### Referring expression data
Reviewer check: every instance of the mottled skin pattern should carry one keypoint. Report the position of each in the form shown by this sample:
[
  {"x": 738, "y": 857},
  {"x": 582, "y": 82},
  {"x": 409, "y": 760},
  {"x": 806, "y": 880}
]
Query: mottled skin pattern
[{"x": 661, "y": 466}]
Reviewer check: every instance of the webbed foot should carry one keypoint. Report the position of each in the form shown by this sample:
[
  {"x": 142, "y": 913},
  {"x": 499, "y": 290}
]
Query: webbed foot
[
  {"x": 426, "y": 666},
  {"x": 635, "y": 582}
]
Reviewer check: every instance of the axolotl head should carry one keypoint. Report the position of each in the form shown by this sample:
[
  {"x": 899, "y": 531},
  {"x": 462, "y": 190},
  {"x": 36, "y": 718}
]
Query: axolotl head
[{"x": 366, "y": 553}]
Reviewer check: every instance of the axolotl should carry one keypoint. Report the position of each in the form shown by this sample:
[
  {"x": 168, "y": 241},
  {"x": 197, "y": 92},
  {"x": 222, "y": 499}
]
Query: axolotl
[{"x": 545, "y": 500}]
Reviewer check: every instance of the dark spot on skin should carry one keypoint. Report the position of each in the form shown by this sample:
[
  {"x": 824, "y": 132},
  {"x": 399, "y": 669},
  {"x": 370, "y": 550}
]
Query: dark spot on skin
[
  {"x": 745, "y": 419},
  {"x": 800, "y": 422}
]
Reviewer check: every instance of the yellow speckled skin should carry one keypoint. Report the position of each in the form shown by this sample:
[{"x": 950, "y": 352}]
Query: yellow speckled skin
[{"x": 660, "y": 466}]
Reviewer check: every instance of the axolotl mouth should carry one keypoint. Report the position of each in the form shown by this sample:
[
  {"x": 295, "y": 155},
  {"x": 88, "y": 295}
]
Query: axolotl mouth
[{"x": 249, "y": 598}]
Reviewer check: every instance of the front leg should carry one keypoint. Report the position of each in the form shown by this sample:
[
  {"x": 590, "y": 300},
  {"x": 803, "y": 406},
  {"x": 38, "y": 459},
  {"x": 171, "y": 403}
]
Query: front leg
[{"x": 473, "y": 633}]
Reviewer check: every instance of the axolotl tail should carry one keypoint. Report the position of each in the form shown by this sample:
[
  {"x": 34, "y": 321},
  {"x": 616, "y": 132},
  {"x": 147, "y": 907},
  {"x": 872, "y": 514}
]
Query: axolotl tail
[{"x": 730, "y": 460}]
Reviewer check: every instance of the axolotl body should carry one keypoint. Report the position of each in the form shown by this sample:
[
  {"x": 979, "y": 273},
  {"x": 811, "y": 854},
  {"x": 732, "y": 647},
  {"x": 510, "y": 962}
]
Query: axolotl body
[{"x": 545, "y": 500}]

### TASK GOAL
Every line in the entries above that mentions the word "form" must be shown.

### RESPONSE
Reviewer check: every instance of the mottled skin pattern should carry one keypoint. Report the position of each in the form shown by this sample:
Reviewer check: every instance of the webbed foot should carry one keypoint. Report the position of each in the form shown by this sample:
Reviewer check: every instance of the axolotl head should carry one keypoint. Report the position of each in the form shown by this sample:
Reviewer check: every instance of the axolotl should carry one keypoint. Report the position of each in the form shown by this sample:
Reviewer check: every instance of the dark spot on skin should carry one keypoint. Report the position of each in the form shown by this sample:
Reviewer check: every instance of the yellow speckled skin should carry one keypoint. Report the position of each in the form shown by this sample:
Reviewer check: every instance of the axolotl mouth should carry one keypoint. Report the position of each in the form shown by this sample:
Reviewer check: every instance of the front leg should carry one keypoint. Report the position of each in the form shown by this sample:
Reviewer check: every instance of the axolotl tail should carry one keypoint. Report the position of each in the form shown by this sample:
Reviewer check: every instance of the axolotl body should carry one keypoint. Report the position of each in the form shown by this sample:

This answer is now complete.